What needs to be done
Return the records below word for word.

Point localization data
◇ ◇ ◇ ◇ ◇

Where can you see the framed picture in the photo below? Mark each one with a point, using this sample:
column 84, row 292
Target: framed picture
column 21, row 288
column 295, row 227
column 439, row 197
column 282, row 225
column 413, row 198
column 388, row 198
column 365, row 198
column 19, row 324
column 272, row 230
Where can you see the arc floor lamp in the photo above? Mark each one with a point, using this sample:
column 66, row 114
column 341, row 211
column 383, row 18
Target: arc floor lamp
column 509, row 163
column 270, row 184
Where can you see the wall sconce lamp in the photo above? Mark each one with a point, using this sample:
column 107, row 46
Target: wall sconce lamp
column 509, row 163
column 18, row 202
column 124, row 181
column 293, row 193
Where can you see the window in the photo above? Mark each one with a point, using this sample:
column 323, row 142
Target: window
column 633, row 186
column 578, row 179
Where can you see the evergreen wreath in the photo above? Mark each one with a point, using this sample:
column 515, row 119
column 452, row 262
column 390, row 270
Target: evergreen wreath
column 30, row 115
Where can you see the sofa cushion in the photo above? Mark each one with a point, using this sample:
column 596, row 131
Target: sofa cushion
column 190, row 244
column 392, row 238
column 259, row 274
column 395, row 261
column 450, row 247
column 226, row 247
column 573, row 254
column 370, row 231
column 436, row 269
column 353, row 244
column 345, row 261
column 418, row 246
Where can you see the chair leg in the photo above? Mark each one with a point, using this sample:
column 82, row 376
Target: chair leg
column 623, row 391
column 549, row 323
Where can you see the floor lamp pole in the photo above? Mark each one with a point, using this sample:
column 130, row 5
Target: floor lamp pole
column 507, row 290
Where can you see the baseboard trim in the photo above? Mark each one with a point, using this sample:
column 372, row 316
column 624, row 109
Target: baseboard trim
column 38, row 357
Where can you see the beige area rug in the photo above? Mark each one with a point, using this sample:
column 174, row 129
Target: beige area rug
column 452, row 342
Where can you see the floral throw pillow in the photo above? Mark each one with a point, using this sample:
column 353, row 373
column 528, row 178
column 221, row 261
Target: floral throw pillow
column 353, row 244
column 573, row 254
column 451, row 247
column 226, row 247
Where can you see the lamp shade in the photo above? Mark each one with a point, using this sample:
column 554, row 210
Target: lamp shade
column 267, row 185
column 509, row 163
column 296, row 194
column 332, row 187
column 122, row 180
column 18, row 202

◇ ◇ ◇ ◇ ◇

Completed task
Where can you see the framed picture in the photo below? Mark each one with a point, using this sample:
column 84, row 292
Target: framed picture
column 21, row 288
column 295, row 227
column 439, row 197
column 282, row 225
column 413, row 198
column 388, row 198
column 365, row 198
column 19, row 324
column 272, row 230
Where can you see the arc floor lamp in the photo above? Mark each one with a point, using this sample:
column 66, row 114
column 341, row 211
column 383, row 18
Target: arc floor lamp
column 509, row 163
column 270, row 184
Where can you see the wall sconce lamp in the photo above? Mark each one with a point, using this sample:
column 107, row 46
Target: wall sconce lamp
column 509, row 163
column 18, row 202
column 124, row 181
column 293, row 193
Where can you see the window in the photo above? Mark each one with a point, using this sample:
column 323, row 142
Target: window
column 633, row 186
column 578, row 179
Where can you see the evergreen wreath in the photo above? Mark each one with a point, using this sample:
column 515, row 119
column 452, row 262
column 390, row 270
Target: evergreen wreath
column 30, row 115
Where can you see the sofa cushion in the photo above? Mark each one with a point, using this sample:
column 596, row 131
Target: sofa cushion
column 190, row 244
column 392, row 238
column 259, row 274
column 395, row 261
column 450, row 247
column 226, row 247
column 573, row 254
column 370, row 231
column 436, row 269
column 353, row 244
column 345, row 261
column 418, row 246
Where can you see the chair leg in the photo above? Mark each one with a point, using this sample:
column 82, row 376
Target: chair leg
column 623, row 391
column 549, row 323
Where can you see the floor lamp pole in the photo above? Mark each one with a point, using this sample:
column 130, row 5
Target: floor lamp pole
column 507, row 290
Where can you see the baseboard trim in the photo above? Mark each one with a point, using this sample:
column 372, row 316
column 624, row 109
Target: baseboard trim
column 38, row 357
Where can you see the beige area rug in the photo above? Mark each one with a point, using this sample:
column 174, row 129
Target: beige area rug
column 452, row 342
Where can you see the floral throw pillow in the photo above? Mark each one with a point, using this sample:
column 353, row 373
column 528, row 178
column 221, row 261
Target: floral throw pillow
column 353, row 244
column 573, row 254
column 451, row 247
column 226, row 247
Where can you see the lamp shade in the photo above? Mark each one with a point, using this sample:
column 554, row 210
Target: lamp shade
column 267, row 185
column 509, row 163
column 296, row 194
column 332, row 187
column 122, row 180
column 18, row 202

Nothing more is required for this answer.